When Therapeutic Language Affects The Gospel
Confronting "Brokenness" & The Victim Mindset With Christ's Active Obedience

by Matthew Adams August 8, 2025

Introduction

The active obedience of Christ is vital to a biblical and Reformed understanding of Christ’s atoning work. Christ’s active obedience emphasizes that Jesus not only died for our sins (His “passive” obedience), but also lived perfectly in our place, fulfilling the law of God on our behalf. His sinless life was not merely a prerequisite for His sacrificial death; His sinless life was itself part of the righteousness required for our salvation.

Paul says in Romans 5:19, “By the one man’s obedience the many will be made righteous.” Christ didn’t merely remove our guilt; He earned righteousness for us, which is credited to us by faith. Without His active obedience, our sins would be pardoned, but we would be left morally neutral. Yes, our sins would be forgiven, but we would still lack the righteousness required to stand before a holy God. The doctrine of justification by faith depends upon both aspects of Christ’s obedience, His active and passive obedience, where He bore the penalty for our sin on the cross, and fulfilled all righteousness in our place.

#### Work required:
Which Bible verse does the excerpt on Christ's active obedience quote?

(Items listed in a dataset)
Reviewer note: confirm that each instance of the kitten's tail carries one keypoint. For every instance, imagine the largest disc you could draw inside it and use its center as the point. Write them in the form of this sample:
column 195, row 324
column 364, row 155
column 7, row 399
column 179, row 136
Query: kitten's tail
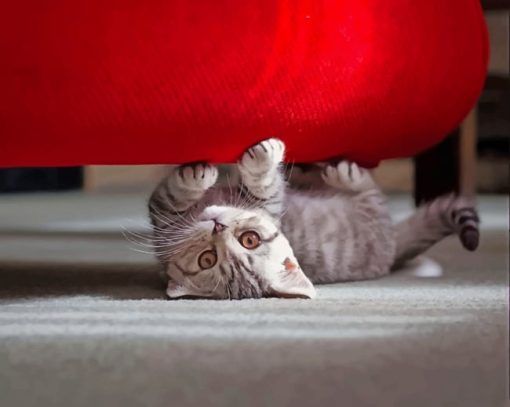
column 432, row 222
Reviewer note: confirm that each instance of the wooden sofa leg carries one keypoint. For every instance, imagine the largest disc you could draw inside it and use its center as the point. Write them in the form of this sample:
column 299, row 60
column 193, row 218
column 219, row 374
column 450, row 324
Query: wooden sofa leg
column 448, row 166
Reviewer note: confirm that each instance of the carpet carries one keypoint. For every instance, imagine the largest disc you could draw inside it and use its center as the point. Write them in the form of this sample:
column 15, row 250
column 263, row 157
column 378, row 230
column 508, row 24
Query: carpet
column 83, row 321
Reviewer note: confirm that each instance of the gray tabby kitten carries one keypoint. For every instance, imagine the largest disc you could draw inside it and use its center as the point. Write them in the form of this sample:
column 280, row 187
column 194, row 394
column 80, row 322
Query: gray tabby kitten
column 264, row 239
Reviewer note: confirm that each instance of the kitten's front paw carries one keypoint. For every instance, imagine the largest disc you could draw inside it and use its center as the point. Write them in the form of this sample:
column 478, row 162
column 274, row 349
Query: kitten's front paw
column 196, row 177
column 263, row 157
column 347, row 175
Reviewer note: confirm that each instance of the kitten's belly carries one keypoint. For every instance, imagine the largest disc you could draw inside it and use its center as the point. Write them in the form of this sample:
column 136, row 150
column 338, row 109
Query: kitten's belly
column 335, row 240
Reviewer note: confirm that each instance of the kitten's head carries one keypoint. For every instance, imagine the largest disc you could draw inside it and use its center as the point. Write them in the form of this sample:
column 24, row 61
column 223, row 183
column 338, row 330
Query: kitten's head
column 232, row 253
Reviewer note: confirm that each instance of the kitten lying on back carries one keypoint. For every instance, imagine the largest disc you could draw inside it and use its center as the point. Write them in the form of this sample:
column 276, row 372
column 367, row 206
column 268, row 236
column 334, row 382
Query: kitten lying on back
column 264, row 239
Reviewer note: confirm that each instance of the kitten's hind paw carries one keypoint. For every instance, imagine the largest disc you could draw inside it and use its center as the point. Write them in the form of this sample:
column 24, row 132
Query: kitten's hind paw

#### Your solution:
Romans 5:19